[Excerpts from point annotation data]
-- -- --

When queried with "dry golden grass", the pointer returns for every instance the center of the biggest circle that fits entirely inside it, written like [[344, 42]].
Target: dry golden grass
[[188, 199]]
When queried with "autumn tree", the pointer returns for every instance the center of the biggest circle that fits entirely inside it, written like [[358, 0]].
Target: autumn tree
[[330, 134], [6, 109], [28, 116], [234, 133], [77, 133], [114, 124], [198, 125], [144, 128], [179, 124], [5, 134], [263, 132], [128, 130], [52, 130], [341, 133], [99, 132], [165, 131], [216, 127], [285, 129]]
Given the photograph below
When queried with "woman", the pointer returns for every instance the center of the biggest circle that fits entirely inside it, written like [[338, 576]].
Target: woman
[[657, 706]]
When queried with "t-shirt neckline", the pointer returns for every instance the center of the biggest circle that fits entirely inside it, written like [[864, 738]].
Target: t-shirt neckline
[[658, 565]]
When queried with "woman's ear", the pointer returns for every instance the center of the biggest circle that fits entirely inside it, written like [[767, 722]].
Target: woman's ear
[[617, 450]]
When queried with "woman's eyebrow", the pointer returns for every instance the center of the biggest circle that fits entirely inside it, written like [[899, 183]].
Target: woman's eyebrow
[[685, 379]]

-- -- --

GOAL OF THE EXERCISE ::
Can you rewrite the lines starting at the one containing "like [[864, 738]]." and ending with the final line, changing "biggest" to "largest" and leaving everything else as it is?

RIGHT ANSWER ::
When queried with "t-shirt neckline", the pointer returns for every instance the center of the largest circle that fits entirely inside it, written like [[864, 738]].
Target: t-shirt neckline
[[658, 565]]
When queried with "woman's ear", the pointer returns for every instance the center of the largest circle that fits entirely inside it, written like [[767, 722]].
Target: woman's ear
[[617, 450]]
When queried with "woman's eyebrow", the pointer returns for every instance the center of the largest circle that fits entirely inside it, written like [[899, 183]].
Target: woman's eyebrow
[[685, 379]]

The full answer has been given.